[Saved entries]
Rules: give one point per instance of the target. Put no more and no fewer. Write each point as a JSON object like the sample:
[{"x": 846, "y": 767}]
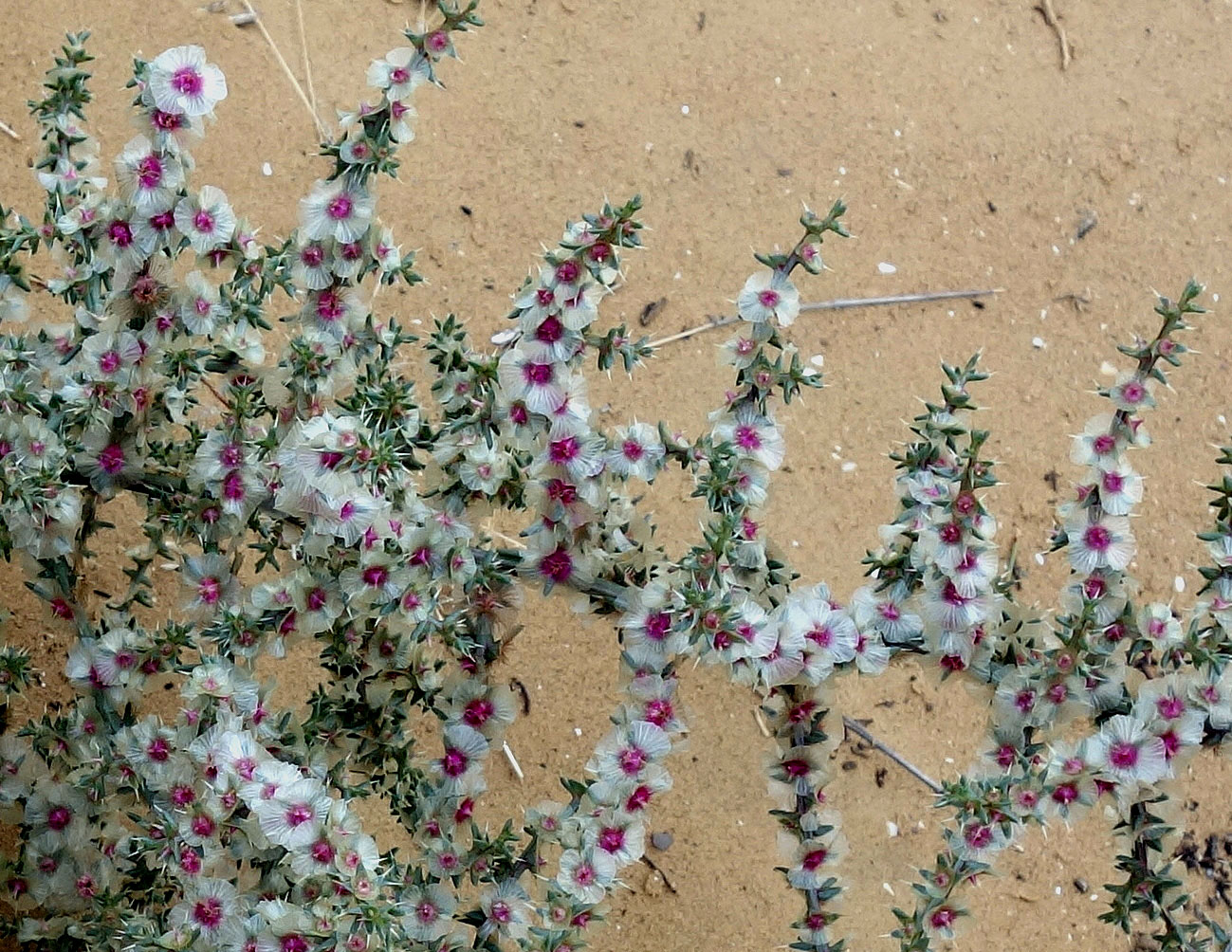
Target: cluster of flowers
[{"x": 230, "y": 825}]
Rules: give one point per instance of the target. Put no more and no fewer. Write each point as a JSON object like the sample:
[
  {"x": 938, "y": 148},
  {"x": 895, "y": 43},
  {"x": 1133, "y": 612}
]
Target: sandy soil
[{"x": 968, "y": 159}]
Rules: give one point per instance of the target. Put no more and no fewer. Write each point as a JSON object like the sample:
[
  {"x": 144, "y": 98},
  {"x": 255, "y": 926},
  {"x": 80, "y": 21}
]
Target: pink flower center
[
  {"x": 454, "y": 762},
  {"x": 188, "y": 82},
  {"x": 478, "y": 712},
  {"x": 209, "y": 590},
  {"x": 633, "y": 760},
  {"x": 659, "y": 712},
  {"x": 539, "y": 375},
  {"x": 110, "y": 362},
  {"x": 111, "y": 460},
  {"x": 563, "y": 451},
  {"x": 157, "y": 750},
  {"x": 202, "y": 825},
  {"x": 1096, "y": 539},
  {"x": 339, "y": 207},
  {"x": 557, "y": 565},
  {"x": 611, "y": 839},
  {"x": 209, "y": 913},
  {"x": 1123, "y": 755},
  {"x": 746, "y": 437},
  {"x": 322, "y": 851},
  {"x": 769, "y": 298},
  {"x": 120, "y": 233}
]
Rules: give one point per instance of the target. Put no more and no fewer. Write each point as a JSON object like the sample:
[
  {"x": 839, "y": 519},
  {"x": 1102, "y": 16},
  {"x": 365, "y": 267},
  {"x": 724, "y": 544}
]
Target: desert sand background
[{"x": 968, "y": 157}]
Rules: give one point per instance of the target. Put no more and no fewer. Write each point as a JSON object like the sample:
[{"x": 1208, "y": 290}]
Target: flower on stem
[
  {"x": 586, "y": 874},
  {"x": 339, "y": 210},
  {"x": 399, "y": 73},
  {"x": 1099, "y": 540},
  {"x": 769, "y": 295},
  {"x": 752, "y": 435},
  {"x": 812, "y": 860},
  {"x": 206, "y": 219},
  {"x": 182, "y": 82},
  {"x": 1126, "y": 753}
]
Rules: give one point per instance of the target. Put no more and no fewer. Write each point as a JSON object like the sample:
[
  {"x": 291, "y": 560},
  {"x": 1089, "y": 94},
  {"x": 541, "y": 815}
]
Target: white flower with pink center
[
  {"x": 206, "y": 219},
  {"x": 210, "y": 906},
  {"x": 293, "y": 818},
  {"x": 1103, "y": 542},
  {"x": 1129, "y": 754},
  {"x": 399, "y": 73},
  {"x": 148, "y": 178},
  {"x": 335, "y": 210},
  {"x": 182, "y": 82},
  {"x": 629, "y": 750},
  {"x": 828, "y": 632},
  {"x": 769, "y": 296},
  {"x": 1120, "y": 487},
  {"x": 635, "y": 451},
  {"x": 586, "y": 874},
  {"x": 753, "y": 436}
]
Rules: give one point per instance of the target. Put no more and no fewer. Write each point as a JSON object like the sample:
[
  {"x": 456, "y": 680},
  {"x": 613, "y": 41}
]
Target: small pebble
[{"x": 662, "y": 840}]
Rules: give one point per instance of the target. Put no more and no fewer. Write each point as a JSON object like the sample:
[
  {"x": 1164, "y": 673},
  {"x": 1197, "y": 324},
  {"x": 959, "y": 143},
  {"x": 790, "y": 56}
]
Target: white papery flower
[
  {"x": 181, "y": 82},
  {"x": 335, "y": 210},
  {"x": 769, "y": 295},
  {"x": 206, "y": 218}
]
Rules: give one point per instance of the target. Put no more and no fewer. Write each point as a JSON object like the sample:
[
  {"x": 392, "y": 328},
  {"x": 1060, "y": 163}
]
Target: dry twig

■ Problem
Set down the lines of the records above exactly, apart from the pictures.

■ Task output
Rules: give one point per instance of the target. Put no more and no fewer. Write each point as a JSON object like the sample:
[{"x": 846, "y": 767}]
Target: cluster of flowers
[{"x": 230, "y": 825}]
Rules: give one point per instance of the target. Put no more and no fewer. Write each point as a JSON object like the sample:
[
  {"x": 938, "y": 148},
  {"x": 895, "y": 43},
  {"x": 1133, "y": 612}
]
Target: sandy soil
[{"x": 968, "y": 159}]
Rules: give one point per instance of the target. Put no more and no fewer. Write each point as a JSON object like the sample:
[
  {"x": 144, "y": 98},
  {"x": 255, "y": 926},
  {"x": 80, "y": 21}
]
Target: pink flower center
[
  {"x": 454, "y": 762},
  {"x": 188, "y": 82},
  {"x": 478, "y": 712},
  {"x": 209, "y": 590},
  {"x": 633, "y": 760},
  {"x": 659, "y": 712},
  {"x": 539, "y": 375},
  {"x": 110, "y": 362},
  {"x": 111, "y": 460},
  {"x": 563, "y": 451},
  {"x": 157, "y": 750},
  {"x": 202, "y": 825},
  {"x": 1096, "y": 539},
  {"x": 339, "y": 207},
  {"x": 557, "y": 565},
  {"x": 611, "y": 839},
  {"x": 209, "y": 913},
  {"x": 1123, "y": 755},
  {"x": 746, "y": 437},
  {"x": 322, "y": 851},
  {"x": 769, "y": 298},
  {"x": 120, "y": 233}
]
Rules: give one point per instance of the target. Put no more and no fewer. Write each point as a JSON object like the sample:
[
  {"x": 839, "y": 519},
  {"x": 1102, "y": 16},
  {"x": 365, "y": 267},
  {"x": 724, "y": 544}
]
Target: desert sand background
[{"x": 968, "y": 157}]
Rules: give one point per instance of the target. Put no more and no fewer. Write each point as a JSON object like the sample:
[{"x": 1208, "y": 290}]
Target: flower on stem
[
  {"x": 586, "y": 874},
  {"x": 339, "y": 210},
  {"x": 399, "y": 73},
  {"x": 1099, "y": 540},
  {"x": 769, "y": 295},
  {"x": 752, "y": 435},
  {"x": 812, "y": 860},
  {"x": 206, "y": 219},
  {"x": 182, "y": 82},
  {"x": 1126, "y": 753}
]
Rules: give one point per instance of the target. Put no more and no fewer. Write each point as a JSON object like the sample:
[
  {"x": 291, "y": 560},
  {"x": 1089, "y": 94},
  {"x": 541, "y": 815}
]
Target: white flower with pink center
[
  {"x": 206, "y": 219},
  {"x": 210, "y": 906},
  {"x": 293, "y": 818},
  {"x": 1103, "y": 542},
  {"x": 1129, "y": 754},
  {"x": 399, "y": 73},
  {"x": 148, "y": 178},
  {"x": 335, "y": 210},
  {"x": 182, "y": 82},
  {"x": 629, "y": 750},
  {"x": 828, "y": 632},
  {"x": 769, "y": 296},
  {"x": 1120, "y": 487},
  {"x": 635, "y": 451},
  {"x": 586, "y": 874},
  {"x": 753, "y": 436}
]
Rules: give one point per instance of the target. Put no more and no fewer. Write each point as a JSON object like the sample:
[
  {"x": 456, "y": 680},
  {"x": 613, "y": 41}
]
Target: small pebble
[{"x": 662, "y": 840}]
Rules: give one point per instance of the target. Put no more and no fewer. Write each point as a JSON object like the sample:
[
  {"x": 1164, "y": 673},
  {"x": 1197, "y": 324},
  {"x": 959, "y": 143},
  {"x": 790, "y": 56}
]
Target: white papery flower
[
  {"x": 181, "y": 82},
  {"x": 335, "y": 210},
  {"x": 769, "y": 295},
  {"x": 206, "y": 218}
]
Rules: give one point per instance of the target. Put no more and no fewer. Write each point as a JSON object like the sample:
[
  {"x": 392, "y": 328},
  {"x": 1060, "y": 163}
]
Target: dry twig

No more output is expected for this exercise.